**To do**
Copy out all the records below, requests included, but raise every point coordinate in the answers by 146. Leave the pictures out.

══════════════════════════════

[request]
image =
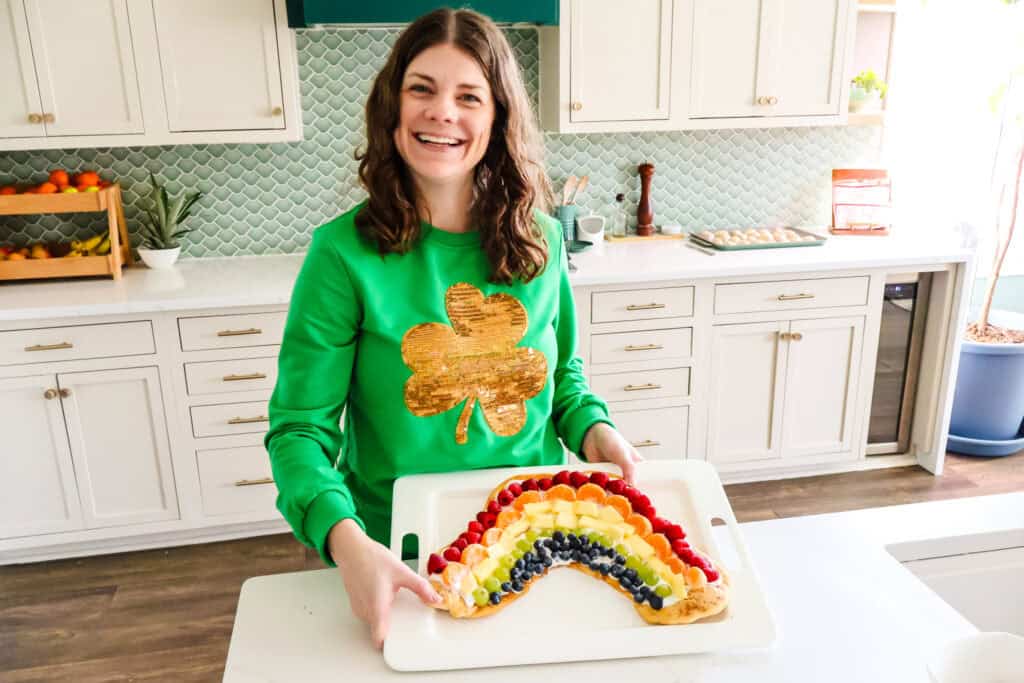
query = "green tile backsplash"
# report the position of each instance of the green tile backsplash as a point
(266, 199)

══════════════════════════════

**The reply**
[request]
image =
query = "green tile backsplash"
# report the position of each instance of the green tile backsplash as a point
(412, 345)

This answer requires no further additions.